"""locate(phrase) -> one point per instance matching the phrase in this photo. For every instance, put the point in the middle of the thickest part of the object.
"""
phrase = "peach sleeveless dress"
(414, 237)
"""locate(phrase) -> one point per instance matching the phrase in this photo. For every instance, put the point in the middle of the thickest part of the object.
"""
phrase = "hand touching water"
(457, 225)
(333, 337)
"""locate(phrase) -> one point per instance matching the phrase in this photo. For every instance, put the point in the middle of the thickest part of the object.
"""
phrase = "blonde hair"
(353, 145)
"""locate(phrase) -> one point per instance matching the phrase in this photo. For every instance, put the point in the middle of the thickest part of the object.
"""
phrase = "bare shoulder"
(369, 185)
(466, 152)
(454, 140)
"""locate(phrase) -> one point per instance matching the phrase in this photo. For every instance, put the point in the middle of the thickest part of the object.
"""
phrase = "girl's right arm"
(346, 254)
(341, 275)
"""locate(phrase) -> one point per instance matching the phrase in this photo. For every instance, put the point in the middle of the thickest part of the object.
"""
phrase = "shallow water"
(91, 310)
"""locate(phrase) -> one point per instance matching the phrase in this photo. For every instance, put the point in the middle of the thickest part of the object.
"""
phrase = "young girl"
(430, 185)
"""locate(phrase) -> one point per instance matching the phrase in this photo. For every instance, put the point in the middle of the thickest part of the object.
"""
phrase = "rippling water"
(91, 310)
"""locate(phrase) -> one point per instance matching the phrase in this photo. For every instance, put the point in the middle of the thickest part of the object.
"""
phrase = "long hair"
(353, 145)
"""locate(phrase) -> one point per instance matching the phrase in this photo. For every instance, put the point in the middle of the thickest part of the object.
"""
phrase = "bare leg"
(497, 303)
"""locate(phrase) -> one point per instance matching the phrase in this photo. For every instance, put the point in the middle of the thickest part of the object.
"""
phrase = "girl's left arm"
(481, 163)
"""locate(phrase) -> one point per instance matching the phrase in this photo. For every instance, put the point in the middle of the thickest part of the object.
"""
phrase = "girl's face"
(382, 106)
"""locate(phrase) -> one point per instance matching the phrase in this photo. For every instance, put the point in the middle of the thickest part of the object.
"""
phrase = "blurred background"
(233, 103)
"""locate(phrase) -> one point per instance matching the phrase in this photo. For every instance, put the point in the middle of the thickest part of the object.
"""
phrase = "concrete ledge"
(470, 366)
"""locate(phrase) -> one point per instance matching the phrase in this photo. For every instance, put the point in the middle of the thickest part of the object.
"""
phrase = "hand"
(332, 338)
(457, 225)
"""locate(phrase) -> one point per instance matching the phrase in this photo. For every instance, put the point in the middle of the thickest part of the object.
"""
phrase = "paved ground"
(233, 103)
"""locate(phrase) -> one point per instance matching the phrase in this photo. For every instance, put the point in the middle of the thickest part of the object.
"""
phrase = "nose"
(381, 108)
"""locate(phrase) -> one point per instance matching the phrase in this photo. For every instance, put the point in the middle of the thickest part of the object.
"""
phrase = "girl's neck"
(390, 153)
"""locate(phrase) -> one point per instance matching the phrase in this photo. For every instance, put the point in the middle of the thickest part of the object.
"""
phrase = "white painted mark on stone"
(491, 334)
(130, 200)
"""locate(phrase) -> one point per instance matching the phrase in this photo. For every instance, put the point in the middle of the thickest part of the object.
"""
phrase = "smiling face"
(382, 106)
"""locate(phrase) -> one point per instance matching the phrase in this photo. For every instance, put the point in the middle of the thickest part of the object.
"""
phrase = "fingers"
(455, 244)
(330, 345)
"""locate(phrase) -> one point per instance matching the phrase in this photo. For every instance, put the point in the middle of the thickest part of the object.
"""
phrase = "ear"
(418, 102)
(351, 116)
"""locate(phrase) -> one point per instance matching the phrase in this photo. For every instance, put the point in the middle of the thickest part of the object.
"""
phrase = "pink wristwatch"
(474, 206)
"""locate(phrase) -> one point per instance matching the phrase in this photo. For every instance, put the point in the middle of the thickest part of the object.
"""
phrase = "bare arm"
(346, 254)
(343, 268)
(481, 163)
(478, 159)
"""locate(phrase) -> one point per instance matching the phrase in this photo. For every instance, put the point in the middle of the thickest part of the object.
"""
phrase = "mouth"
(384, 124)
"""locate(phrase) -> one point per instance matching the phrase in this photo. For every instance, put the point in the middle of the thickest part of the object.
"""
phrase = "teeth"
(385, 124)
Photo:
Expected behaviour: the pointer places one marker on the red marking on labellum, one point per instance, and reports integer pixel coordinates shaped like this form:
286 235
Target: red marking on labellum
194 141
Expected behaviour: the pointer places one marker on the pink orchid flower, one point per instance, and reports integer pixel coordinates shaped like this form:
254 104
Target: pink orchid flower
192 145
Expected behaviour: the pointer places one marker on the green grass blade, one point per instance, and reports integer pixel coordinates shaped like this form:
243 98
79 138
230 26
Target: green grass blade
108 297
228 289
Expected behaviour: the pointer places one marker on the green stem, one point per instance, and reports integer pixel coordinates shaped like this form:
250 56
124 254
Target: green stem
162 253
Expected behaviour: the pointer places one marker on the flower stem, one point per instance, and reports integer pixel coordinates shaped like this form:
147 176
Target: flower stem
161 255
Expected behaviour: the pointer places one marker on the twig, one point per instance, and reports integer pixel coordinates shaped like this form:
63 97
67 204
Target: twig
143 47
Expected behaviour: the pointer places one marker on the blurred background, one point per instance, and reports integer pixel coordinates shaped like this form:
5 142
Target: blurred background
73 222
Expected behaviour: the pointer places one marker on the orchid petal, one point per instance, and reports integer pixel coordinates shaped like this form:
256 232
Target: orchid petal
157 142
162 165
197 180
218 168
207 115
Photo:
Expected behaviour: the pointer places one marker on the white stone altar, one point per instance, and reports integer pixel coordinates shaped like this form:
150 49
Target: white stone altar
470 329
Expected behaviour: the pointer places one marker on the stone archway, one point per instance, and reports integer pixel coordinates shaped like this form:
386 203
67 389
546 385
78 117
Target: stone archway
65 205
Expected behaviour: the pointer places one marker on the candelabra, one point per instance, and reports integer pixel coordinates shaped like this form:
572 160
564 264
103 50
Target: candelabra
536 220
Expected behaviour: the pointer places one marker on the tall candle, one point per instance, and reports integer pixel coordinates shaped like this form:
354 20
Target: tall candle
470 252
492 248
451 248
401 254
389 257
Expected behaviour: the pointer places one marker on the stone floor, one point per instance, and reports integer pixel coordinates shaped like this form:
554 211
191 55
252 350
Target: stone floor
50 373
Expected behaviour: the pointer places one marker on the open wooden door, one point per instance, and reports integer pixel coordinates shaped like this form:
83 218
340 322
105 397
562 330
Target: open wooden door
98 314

» **EXERCISE OBJECTIVE**:
The records above should all be quoted exactly, please.

» **ANSWER BELOW**:
"""locate(phrase) -> one point per instance matching the phrase in this photo. For every instance, put the point in the middle of the thickest part of the object.
"""
phrase = "peach sleeveless dress"
(414, 237)
"""locate(phrase) -> one point per instance matching the phrase in this photo. For every instance, put the point in the middle of the thickest part of the object.
"""
phrase = "hand touching water"
(457, 225)
(333, 337)
"""locate(phrase) -> one point per instance matching the phrase in this photo. For every instance, put the point in the middle of the thickest part of the object.
"""
phrase = "blonde hair"
(353, 145)
"""locate(phrase) -> one point per instance matching the phrase in this photo. For every instance, put the point in the middle of the thickest part of the object.
"""
phrase = "bare shoulder"
(369, 185)
(466, 152)
(454, 140)
"""locate(phrase) -> one point per instance matching the phrase in this photo. For every instance, put the point in the middle of the thickest part of the object.
"""
phrase = "girl's right arm"
(346, 254)
(341, 275)
"""locate(phrase) -> one point per instance matching the phrase in this photo. For every instance, put the point in the middle of the thickest part of the object.
"""
phrase = "shallow water"
(91, 310)
"""locate(phrase) -> one point per instance matching the phrase in this photo. For every instance, put the point in the middle of the thickest part of the object.
"""
phrase = "young girl"
(430, 185)
"""locate(phrase) -> one point per instance matching the phrase in this photo. For every instance, put the point in the middle of the thickest part of the object.
"""
phrase = "rippling water"
(91, 310)
"""locate(phrase) -> one point per instance matching the phrase in this photo. For every instance, put the point in the middle of the thickest part of the object.
"""
phrase = "long hair"
(353, 145)
"""locate(phrase) -> one point per instance matching the phrase in this photo. For every instance, put the point in the middle of the thickest part of the object.
"""
phrase = "bare leg"
(497, 303)
"""locate(phrase) -> one point per instance matching the phrase in this photo. For every instance, put the point in the middle of the thickest part of the object.
"""
phrase = "girl's left arm"
(481, 163)
"""locate(phrase) -> one point per instance matching the phrase in this photo. For every instance, put the point in the middle of the thickest part of the object.
"""
phrase = "girl's face"
(382, 106)
"""locate(phrase) -> one point per instance matching the phrase in this photo. For every instance, put the point in the middle of the thickest part of the object.
"""
phrase = "blurred background"
(233, 103)
"""locate(phrase) -> one point per instance matching the phrase in this photo. For every instance, put the point in the middle of the thickest part of the object.
"""
phrase = "concrete ledge"
(470, 366)
"""locate(phrase) -> one point per instance matching the phrase in this photo. For every instance, put the point in the middle of the thickest part of the object.
"""
phrase = "hand"
(332, 338)
(457, 225)
"""locate(phrase) -> one point per instance matching the phrase in this photo. For every instance, put the point in the middle of the thickest part of the object.
"""
phrase = "paved ground"
(233, 103)
"""locate(phrase) -> one point per instance matching the phrase in this photo. For every instance, put the point in the middle of the thickest part of the object.
"""
phrase = "nose"
(381, 108)
"""locate(phrase) -> one point per instance matching the phrase in this photo. For every instance, put the point in the middle of the thickest part of the object.
"""
phrase = "girl's neck"
(390, 153)
"""locate(phrase) -> one point per instance matching the phrase in this photo. For every instance, put the point in the middle of the thickest part of the object.
"""
phrase = "white painted mark on stone"
(491, 334)
(130, 200)
"""locate(phrase) -> one point per instance matching the phrase in this photo. For every instance, put the point in the middle of the thickest part of the object.
"""
phrase = "smiling face"
(382, 106)
"""locate(phrase) -> one point per instance matching the phrase in this photo. For every instance, put the point in the middle of the thickest part of the object.
"""
phrase = "fingers"
(455, 244)
(330, 345)
"""locate(phrase) -> one point per instance matching the phrase in this photo. For every instance, put the point in the middle of the thickest part of the object.
"""
phrase = "ear"
(418, 102)
(351, 116)
"""locate(phrase) -> one point per instance matching the phrase in this photo. For every instance, put the point in the middle of the thickest part of the object.
"""
phrase = "pink wristwatch"
(474, 206)
"""locate(phrase) -> one point per instance matching the phrase in this photo. For every instance, put the point in the middle of the thickest part of the object.
"""
phrase = "bare arm"
(346, 254)
(343, 268)
(481, 163)
(478, 159)
"""locate(phrase) -> one point per instance matching the phrase in this photo. For every instance, put the point in the middle of the thickest part of the object.
"""
phrase = "mouth"
(384, 124)
"""locate(phrase) -> one point per instance matching the phrase in this photo. For every instance, put the point in the middle of the thickest part of the object.
"""
phrase = "teeth"
(385, 124)
Photo:
Expected behaviour: the pointer places one marker on the red marking on labellum, one point per instance, and reports integer pixel coordinates shaped like this form:
286 235
Target: red marking on labellum
194 141
Expected behaviour: the pointer places one marker on the pink orchid flower, one point per instance, and reports integer pixel coordinates shaped like this form:
254 104
Target: pink orchid flower
192 145
Expected behaviour: the pointer places one marker on the green grass blade, one point per instance, and reports integer pixel coordinates shaped like this form:
243 98
79 138
230 26
Target: green grass blade
108 297
228 289
Expected behaviour: the pointer places one marker on the green stem, one point per instance, and reports integer pixel coordinates shaped like this form:
250 56
124 254
Target: green stem
162 253
Expected behaviour: the pointer places one marker on the flower stem, one point per instance, and reports integer pixel coordinates shaped like this form:
147 176
Target: flower stem
161 255
Expected behaviour: the pointer places one marker on the twig, one point per instance, and reports integer pixel coordinates shaped like this form:
63 97
67 204
Target: twig
143 47
Expected behaviour: the pointer places one marker on the blurred background, one point per instance, and reports integer pixel coordinates shaped like this form:
5 142
Target: blurred background
73 222
Expected behaviour: the pointer places one marker on the orchid petal, one point per instance, and reports integer pixel coordinates shaped like this form:
256 232
Target: orchid petal
157 142
162 165
197 180
218 168
207 115
Photo:
Expected behaviour: the pointer places one marker on the white stone altar, one point per instance, and reports integer pixel coordinates shaped like this form:
150 49
Target: white stone altar
470 329
Expected behaviour: the pointer places one marker on the stone archway, one point per instance, and reports integer pixel coordinates shaped like this form:
386 203
67 389
546 385
78 117
Target: stone archway
65 205
Expected behaviour: the pointer places one marker on the candelabra, one point per instance, and reports integer pixel coordinates shaped like this form:
572 160
564 264
103 50
Target: candelabra
536 220
Expected behaviour: the pointer places one marker on the tall candle, one point per instance, and reports integer pixel coordinates shaped like this form:
354 20
Target: tall candle
470 252
492 248
451 248
401 254
389 257
Expected behaviour: the pointer places one marker on the stone floor, one point per instance, and reports integer pixel coordinates shaped like this form:
554 211
191 55
252 350
Target: stone floor
50 373
Expected behaviour: the pointer places one marker on the open wooden door, one point per instance, and reports integer pixel coordinates shaped like this form:
83 218
340 322
105 397
562 330
Target: open wooden door
98 314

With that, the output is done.